- [QUOTED PASSAGE]:
━━━━

Overview of the Devolution deals

The first ‘devolution deal’ was announced by the Government and the Greater Manchester Combined Authority in November 2014. In advance of the 2015 general election, further deals followed with Sheffield (December 2014) and West Yorkshire (March 2015).

As of March 2016, devolution deals with twelve areas have been agreed.

  • Greater Manchester
  • Sheffield City Region
  • West Yorkshire
  • Cornwall
  • North-East
  • Tees Valley
  • West Midlands
  • Liverpool City Region
  • Cambridgeshire
  • Norfolk / Suffolk
  • West of England
  • Greater Lincolnshire

Discussions have also taken place on further devolution to Greater London. Table 1 in the PDF sets out the details of the devolution deals agreed as of March 2016, including links where available. Details of the local authorities involved in each devolution deal area can be found in Appendix 2 of the PDF.

Deals under negotiation

  • Derbyshire and Nottinghamshire agreed in draft as the ’North Midlands’ in January 2016, but subsequently a number of district councils have pulled out
  • Hampshire / Isle of Wight a bid was submitted from all councils in the area in September 2015. The Government approached authorities in urban South Hampshire in March 2016. Latest indications are that a deal is progressing between Portsmouth, Southampton and the Isle of Wight only

 

Bids

  • Bids from Gloucestershire, Cheshire and Warrington, and Cumbria have been reported as foundering on the areas’ opposition to a directly-elected mayor
  • Devolution bids, or expressions of interest / prospectuses, have also been published in Leicestershire; North and East Yorkshire; Surrey and Sussex; Greater Essex; and Devon / Somerset.

 

Devolution deals and Brexit

At the time of writing, no hard information is available about the likely effect on the local devolution agenda of leaving the European Union.

The main subjects of speculation

George Osborne, as Chancellor, was closely associated personally with the agenda. It is not clear whether the new Chancellor, Philip Hammond, will maintain support for the agenda within Government. Lord (Jim) O’Neill of Gatley has indicated that he would leave the Government if he perceived that the agenda was no longer being treated seriously.

Conversely, Greg Clark, the previous Secretary of State for communities and local government, claimed that he had “argued successfully … for English local government to be part of the negotiations on the terms of our exit”.

A number of sector representatives, as well as Mr Clark, have argued for a “radically expanded role for local government” in the wake of leaving the EU.

European Union structural funds have formed a major element of many devolution deals. It is not yet clear if and when structural funds will cease to be paid to UK localities. A number of sector representatives have argued that, if the funds are withdrawn, Government should make good the deficit for the 2014-20 programming period.

Greater Manchester: as of 2016

The Greater Manchester Agreement set out proposed new powers for the Greater Manchester Combined Authority (GMCA). A directly-elected mayor will be established for the whole Greater Manchester area.

━━━━

(Stored rows)

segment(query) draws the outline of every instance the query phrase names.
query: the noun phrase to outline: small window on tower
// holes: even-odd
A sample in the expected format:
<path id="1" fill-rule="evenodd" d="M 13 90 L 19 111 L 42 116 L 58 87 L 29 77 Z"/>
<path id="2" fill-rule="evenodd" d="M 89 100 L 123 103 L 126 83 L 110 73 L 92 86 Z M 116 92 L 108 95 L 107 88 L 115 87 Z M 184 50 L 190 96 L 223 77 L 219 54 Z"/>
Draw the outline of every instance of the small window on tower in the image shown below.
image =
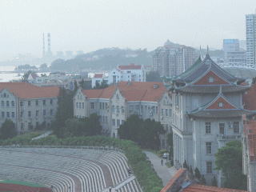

━━━━

- [PROBLEMS]:
**A)** Answer these from the devolution deals overview, one line each:
(i) In what month and year was the first devolution deal announced, and with which body?
(ii) Under what name were Derbyshire and Nottinghamshire agreed in draft?
(iii) Who is named as the new Chancellor?
**B)** Render this sentence from the devolution deals overview in Spanish: "As of March 2016, devolution deals with twelve areas have been agreed."
**C)** Carry on the devolution deals overview from its last sentence.
The rows have no part in this work.

- [ANSWERS FOR THE TASKS]:
**A)**
(i) November 2014, with the Greater Manchester Combined Authority.
(ii) The 'North Midlands'.
(iii) Philip Hammond.

**B)** A fecha de marzo de 2016, se han cerrado acuerdos de descentralización con doce zonas.

**C)**
The first mayoral election will take place in 2017, the next in 2020, followed by four-yearly terms. The elected mayor will receive the following powers and resources:

  • A consolidated, multi-year transport budget
  • Responsibility for franchised bus services, railway stations, and ‘smart ticketing’ (an example of this is London’s Oyster Card) in Greater Manchester
  • A Housing Investment Fund of £300m over 10 years, making loans to housebuilders (and thus being self-sustaining over time)
  • The power to produce a statutory spatial strategy, equivalent to the power of the Mayor of London: this would be subject to unanimous approval by the ‘combined authority cabinet’ (i.e. the ten leaders of the combined authority’s member authorities)
  • An enhanced form of the Manchester ‘earn-back’ agreement
  • The elected mayor will also become the Police and Crime Commissioner for Greater Manchester

In the meantime, the GMCA itself has received the following additional powers and resources:

  • Devolved business support budgets: the Growth Accelerator, Manufacturing Advice Service and UKTI Export Advice
  • Power to restructure further education in Greater Manchester, plus control of the Apprenticeship Grant for Employers
  • Joint commissioning, with the Department for Work and Pensions, of the next stage of the Work Programme
  • Control over the housing investment fund and the earn back deal, subject to the requirements set out in the Agreement, before these transfer to the mayor once s/he is elected.
  • The opportunity to plan the integration of health and social care

The new elected mayor will be subject to scrutiny by the existing scrutiny committee of the GMCA: the ‘GMCA Scrutiny Pool’, made up of 30 non-executive councillors drawn from the ten Manchester boroughs.

Further information about the Manchester deal

  • Health devolution in Greater Manchester – page 10
  • Further proposals: July 2015 budget – page 11
  • Spending Review 2015 – page 12
  • Budget 2016 – page 12
  • Justice devolution – page 13
  • Progress in Manchester – page 13

 

Liverpool: March 2016

A second devolution deal for the Liverpool City Region was announced alongside the March 2016 budget.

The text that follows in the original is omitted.